▶ _Problem_
Repeat exactly, and only, the lines from the line containing "Trace the outline of every instance of the green shrub." through the last line of the records below, including both.
--- Exercise data ---
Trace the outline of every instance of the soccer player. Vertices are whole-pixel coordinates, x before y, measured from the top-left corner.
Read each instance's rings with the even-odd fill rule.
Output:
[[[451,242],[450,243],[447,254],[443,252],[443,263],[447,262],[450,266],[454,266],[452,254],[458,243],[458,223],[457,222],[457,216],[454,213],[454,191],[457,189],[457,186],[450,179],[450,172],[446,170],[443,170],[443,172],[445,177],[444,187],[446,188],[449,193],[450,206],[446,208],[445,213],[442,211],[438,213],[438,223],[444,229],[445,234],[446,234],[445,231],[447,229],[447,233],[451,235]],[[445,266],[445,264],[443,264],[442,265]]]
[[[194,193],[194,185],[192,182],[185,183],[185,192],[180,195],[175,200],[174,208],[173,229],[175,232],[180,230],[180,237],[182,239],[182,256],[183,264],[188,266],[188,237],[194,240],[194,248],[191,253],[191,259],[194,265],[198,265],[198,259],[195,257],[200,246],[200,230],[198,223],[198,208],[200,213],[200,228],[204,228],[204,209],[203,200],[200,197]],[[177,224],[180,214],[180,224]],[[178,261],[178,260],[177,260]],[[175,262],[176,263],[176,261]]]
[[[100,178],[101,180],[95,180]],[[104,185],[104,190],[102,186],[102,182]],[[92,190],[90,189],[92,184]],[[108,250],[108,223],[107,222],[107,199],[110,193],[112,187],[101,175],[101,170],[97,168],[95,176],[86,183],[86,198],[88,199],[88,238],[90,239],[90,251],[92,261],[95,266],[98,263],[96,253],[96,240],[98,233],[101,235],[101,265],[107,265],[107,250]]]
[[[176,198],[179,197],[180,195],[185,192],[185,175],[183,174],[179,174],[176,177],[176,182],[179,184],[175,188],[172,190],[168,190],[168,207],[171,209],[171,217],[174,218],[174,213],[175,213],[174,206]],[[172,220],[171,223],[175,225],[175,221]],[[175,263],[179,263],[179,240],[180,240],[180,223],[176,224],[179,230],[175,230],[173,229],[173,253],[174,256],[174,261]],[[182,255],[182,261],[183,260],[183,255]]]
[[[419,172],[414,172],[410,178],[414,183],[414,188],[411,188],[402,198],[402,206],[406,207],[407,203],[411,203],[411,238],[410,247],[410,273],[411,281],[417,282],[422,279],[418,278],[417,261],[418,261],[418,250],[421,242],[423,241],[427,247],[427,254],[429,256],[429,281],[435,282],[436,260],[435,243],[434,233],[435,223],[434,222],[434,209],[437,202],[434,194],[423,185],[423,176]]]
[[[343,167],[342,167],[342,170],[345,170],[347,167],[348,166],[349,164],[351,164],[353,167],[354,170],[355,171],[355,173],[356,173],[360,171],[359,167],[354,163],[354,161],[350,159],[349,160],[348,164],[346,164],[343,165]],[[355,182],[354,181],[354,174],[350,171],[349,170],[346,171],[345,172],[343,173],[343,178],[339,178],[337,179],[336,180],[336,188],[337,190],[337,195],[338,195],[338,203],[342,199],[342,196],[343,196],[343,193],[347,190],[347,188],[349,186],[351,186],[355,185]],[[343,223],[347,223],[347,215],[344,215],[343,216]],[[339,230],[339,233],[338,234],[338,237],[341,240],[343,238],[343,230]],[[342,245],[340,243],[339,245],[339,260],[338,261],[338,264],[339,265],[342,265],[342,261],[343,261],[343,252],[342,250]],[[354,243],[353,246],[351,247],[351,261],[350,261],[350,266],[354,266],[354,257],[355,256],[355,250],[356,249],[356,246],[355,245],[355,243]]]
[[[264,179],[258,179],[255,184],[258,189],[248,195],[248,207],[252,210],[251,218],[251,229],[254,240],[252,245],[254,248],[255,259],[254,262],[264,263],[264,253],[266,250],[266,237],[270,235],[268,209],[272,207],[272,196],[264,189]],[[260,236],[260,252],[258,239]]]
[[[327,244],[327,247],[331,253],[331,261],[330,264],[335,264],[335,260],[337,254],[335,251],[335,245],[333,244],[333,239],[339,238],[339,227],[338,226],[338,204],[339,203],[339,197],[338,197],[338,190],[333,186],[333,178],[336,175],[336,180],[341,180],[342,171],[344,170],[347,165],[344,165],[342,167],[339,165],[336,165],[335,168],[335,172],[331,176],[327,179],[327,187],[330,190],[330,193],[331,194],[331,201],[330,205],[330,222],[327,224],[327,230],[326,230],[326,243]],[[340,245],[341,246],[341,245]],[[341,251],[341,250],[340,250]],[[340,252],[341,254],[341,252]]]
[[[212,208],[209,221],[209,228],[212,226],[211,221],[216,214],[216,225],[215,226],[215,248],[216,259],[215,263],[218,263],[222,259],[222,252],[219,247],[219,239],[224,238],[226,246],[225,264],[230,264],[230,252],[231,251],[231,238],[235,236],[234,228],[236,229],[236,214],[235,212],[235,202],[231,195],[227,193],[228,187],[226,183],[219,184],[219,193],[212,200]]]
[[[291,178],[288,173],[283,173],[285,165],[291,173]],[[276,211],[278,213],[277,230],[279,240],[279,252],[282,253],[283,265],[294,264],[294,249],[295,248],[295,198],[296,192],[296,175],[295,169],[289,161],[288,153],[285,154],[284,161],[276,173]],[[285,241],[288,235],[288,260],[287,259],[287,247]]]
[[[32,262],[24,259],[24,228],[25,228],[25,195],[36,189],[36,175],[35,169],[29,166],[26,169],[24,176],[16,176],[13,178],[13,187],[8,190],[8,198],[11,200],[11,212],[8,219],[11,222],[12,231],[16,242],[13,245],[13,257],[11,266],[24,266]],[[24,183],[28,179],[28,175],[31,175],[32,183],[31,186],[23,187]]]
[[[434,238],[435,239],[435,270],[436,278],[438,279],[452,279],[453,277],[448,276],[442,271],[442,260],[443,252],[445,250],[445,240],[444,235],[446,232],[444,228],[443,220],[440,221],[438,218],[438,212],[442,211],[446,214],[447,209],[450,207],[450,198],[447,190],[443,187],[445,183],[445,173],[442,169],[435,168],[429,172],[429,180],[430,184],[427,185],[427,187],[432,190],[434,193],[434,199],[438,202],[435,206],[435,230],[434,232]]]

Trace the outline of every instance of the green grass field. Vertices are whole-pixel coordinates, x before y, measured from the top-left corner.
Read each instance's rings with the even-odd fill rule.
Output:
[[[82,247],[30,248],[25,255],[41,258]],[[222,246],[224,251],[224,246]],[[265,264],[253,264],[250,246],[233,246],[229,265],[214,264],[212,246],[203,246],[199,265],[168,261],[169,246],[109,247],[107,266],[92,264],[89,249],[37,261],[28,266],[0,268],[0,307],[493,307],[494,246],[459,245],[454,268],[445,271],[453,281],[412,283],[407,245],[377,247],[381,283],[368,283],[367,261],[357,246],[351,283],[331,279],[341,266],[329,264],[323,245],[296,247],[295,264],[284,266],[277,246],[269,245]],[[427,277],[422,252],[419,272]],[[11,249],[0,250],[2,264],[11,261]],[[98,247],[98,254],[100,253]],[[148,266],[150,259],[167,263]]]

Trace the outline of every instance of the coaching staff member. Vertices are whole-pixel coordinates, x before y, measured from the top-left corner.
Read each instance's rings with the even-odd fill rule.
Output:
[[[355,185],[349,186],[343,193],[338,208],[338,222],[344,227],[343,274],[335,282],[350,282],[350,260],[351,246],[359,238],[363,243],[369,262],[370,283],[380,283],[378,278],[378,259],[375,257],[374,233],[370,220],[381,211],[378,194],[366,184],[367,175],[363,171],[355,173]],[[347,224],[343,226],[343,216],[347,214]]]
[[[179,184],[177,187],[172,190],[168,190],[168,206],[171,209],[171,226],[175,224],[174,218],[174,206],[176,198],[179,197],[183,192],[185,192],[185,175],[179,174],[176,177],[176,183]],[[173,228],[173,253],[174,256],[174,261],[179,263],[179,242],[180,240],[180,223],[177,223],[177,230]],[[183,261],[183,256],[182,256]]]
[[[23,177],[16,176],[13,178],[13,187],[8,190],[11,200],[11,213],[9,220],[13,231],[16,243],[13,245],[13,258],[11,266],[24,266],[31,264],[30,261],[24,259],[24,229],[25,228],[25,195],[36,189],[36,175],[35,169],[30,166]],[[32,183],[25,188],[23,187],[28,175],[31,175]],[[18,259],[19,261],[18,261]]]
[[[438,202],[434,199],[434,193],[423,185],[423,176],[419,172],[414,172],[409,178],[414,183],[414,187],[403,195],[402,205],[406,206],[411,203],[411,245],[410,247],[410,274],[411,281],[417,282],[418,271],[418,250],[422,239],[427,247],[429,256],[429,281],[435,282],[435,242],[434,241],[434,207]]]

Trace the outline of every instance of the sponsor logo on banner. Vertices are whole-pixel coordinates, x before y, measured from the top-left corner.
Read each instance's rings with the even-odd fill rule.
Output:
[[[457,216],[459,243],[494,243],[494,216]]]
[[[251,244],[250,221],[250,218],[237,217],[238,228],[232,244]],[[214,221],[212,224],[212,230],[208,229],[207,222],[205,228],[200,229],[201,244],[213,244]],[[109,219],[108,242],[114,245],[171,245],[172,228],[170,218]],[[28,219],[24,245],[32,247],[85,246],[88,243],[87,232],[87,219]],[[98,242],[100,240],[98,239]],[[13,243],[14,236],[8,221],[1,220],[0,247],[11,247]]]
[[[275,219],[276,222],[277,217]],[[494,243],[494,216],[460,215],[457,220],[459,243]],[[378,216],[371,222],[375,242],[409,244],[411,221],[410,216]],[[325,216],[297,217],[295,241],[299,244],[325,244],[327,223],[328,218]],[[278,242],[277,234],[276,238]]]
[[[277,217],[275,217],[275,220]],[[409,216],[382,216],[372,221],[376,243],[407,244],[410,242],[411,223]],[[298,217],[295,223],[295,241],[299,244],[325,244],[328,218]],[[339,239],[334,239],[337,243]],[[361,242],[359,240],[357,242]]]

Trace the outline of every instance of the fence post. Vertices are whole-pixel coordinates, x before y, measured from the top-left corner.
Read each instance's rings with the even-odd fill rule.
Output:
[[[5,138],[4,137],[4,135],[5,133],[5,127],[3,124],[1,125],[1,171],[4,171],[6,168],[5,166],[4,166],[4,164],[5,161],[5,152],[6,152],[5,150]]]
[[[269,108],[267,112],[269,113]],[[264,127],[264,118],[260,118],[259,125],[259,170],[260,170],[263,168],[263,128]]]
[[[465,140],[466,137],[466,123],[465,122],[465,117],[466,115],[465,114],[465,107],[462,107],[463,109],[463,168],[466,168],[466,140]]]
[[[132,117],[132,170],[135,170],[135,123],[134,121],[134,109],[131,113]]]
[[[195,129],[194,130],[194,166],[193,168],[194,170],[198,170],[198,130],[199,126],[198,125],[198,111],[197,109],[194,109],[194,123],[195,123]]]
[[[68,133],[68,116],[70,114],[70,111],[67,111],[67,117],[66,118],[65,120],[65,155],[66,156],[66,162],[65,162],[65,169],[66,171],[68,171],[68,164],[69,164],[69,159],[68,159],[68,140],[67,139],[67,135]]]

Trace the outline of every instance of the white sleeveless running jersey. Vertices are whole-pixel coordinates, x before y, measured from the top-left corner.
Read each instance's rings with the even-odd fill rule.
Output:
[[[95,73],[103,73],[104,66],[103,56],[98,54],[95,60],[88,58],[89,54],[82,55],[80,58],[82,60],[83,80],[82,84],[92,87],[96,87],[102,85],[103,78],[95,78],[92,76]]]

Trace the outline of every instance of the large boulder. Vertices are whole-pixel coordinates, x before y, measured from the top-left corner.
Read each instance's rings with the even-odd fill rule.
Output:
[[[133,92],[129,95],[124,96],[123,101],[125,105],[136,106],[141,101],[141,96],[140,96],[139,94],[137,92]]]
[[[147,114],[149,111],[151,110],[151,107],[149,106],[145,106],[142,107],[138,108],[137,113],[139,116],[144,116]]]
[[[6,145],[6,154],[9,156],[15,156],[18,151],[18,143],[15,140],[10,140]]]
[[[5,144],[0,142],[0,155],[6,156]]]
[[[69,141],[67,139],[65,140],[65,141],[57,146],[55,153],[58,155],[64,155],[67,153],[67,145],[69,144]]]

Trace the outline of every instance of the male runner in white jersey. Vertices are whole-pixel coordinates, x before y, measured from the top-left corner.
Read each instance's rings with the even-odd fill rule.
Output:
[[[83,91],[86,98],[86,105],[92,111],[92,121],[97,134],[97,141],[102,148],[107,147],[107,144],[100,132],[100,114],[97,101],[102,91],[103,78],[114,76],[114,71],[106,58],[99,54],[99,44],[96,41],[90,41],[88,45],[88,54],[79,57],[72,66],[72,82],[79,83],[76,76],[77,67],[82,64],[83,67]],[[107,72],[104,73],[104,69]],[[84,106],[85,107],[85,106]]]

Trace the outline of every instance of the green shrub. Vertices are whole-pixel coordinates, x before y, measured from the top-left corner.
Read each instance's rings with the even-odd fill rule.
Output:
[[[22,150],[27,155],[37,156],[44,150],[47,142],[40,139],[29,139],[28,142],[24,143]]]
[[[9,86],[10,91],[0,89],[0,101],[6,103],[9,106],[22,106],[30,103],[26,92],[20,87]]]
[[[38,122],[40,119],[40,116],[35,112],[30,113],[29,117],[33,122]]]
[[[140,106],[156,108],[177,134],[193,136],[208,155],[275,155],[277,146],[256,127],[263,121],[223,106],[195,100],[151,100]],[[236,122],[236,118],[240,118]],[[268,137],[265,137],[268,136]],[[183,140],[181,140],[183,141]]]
---
▶ _Output for this exercise_
Trace the outline of every instance of the green shrub. Vertices are whole-pixel coordinates, x before y, measured from the top-left corner.
Read each instance's rings with the even-odd fill rule.
Output:
[[[22,150],[27,155],[37,156],[44,150],[47,142],[40,139],[29,139],[28,142],[24,143]]]
[[[9,86],[10,91],[0,89],[0,101],[6,103],[9,106],[22,106],[30,103],[26,92],[20,87]]]
[[[38,122],[40,119],[40,116],[35,112],[30,113],[29,117],[33,122]]]
[[[140,106],[156,108],[177,134],[193,136],[208,155],[275,155],[277,146],[256,127],[263,121],[223,106],[195,100],[151,100]],[[236,122],[236,118],[240,118]],[[268,137],[265,137],[268,136]],[[183,140],[181,140],[183,141]]]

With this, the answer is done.